(Excerpts from point annotation data)
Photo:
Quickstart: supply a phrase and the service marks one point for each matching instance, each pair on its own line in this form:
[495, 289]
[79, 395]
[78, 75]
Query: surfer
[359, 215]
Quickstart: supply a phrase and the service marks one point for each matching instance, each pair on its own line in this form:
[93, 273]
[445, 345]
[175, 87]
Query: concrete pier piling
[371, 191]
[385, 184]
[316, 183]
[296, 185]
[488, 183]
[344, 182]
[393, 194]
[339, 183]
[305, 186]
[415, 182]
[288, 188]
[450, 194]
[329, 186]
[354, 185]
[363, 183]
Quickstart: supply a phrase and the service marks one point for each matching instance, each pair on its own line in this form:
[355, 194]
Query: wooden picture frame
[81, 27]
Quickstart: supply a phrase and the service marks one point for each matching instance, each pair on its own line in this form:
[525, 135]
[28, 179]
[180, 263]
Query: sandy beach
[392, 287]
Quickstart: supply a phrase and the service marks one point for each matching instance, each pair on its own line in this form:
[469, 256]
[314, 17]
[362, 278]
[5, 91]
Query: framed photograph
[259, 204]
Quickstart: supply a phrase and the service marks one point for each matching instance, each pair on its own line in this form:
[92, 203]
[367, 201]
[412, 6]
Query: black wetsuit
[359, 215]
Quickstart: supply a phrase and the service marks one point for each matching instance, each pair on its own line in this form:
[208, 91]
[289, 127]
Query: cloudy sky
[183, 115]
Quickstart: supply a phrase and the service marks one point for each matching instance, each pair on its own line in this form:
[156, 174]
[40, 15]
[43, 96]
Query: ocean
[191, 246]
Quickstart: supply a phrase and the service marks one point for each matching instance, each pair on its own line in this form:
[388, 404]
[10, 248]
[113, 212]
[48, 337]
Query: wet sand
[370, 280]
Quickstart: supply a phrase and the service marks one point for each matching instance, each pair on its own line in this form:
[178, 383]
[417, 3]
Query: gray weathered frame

#### Task description:
Output the whole listing above again, word for word.

#### Expected answer:
Photo:
Quickstart: supply a phrase and the service marks one point for each matching instance, each pair on its own line in this form:
[495, 289]
[79, 395]
[78, 75]
Query: surfer
[359, 215]
Quickstart: supply a phrase and the service marks one point for each matching instance, each pair on its own line in this form:
[93, 273]
[445, 345]
[175, 87]
Query: concrete pier piling
[371, 191]
[385, 184]
[316, 183]
[296, 185]
[488, 183]
[344, 182]
[393, 194]
[339, 183]
[305, 186]
[415, 182]
[288, 188]
[450, 194]
[329, 186]
[354, 185]
[363, 183]
Quickstart: supply a phrase and the service marks one point for each matching instance, each pair on its own line in this form:
[355, 194]
Query: wooden picture frame
[81, 27]
Quickstart: supply a phrase and the service marks one point for each matching instance, each pair on its own line in this form:
[525, 135]
[28, 179]
[180, 263]
Query: sandy beach
[392, 287]
Quickstart: supply a phrase and the service marks one point for each matching instance, each pair on its own line in this form:
[469, 256]
[314, 17]
[362, 278]
[5, 91]
Query: framed photograph
[259, 204]
Quickstart: supply a phrase and the service marks one point for each matching instance, each pair on its own line in this form:
[92, 203]
[367, 201]
[412, 6]
Query: black wetsuit
[359, 215]
Quickstart: supply a phrase and the service marks one point for each matching instance, each pair on its own line in this form:
[208, 91]
[289, 127]
Query: cloudy sky
[183, 115]
Quickstart: supply a phrase and the service marks one point for each matching instance, each pair on its own line in this form:
[156, 174]
[40, 15]
[43, 96]
Query: ocean
[191, 246]
Quickstart: supply a phrase and the service marks one point for each matching instance, each pair on its own line in this form:
[388, 404]
[10, 248]
[113, 212]
[48, 337]
Query: wet sand
[370, 280]
Quickstart: supply a phrase and the service marks one point for each matching instance, each pair on its own line in this form:
[178, 383]
[417, 3]
Query: gray weathered frame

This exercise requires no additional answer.